'''

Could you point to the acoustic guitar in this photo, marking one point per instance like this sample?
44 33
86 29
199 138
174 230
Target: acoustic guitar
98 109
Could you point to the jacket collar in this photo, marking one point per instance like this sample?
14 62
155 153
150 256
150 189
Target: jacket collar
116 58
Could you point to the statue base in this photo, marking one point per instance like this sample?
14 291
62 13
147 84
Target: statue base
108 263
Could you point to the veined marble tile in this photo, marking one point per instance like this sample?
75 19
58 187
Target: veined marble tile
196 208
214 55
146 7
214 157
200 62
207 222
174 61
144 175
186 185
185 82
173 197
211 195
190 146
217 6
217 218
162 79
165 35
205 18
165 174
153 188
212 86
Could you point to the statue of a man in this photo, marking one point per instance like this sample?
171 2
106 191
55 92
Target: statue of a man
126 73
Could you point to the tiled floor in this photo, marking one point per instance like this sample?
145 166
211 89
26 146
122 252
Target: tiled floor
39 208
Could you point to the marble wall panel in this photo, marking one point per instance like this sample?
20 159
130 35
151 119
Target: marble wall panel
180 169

'''

=== WRITTEN EXERCISE ===
Repeat exactly the lines above, starting with the line that contains "Could you point to the jacket" and ending with the last line, both included, and nothing else.

=== ANSWER FOR THE TASK ===
Could you point to the jacket collar in this photo, marking one point per instance like this sample?
14 62
155 153
150 256
150 189
Target: jacket collar
116 58
Could you point to the statue base in this photo, marking one point per instance like this sample?
14 291
62 13
147 84
Target: statue base
108 263
Could you point to the veined marble tile in this photo, marking one point per instance like this sample?
75 19
58 187
Target: veined marble tile
196 208
214 55
146 7
214 157
200 62
207 222
174 61
144 175
186 185
185 82
173 197
211 195
190 146
217 6
217 218
162 79
165 35
205 18
165 174
153 188
212 86
Could you point to the statue of a man in this photo, marking one point per instance like this sample?
171 2
106 191
55 92
Target: statue of a man
126 73
Could you point to the tiled floor in this photo, marking one point per instance like this sample?
145 166
211 89
26 146
122 252
Target: tiled floor
39 208
Could you point to the marble wall panel in this photo, marking one point per instance like this sample?
20 159
130 35
151 119
Target: marble wall panel
180 169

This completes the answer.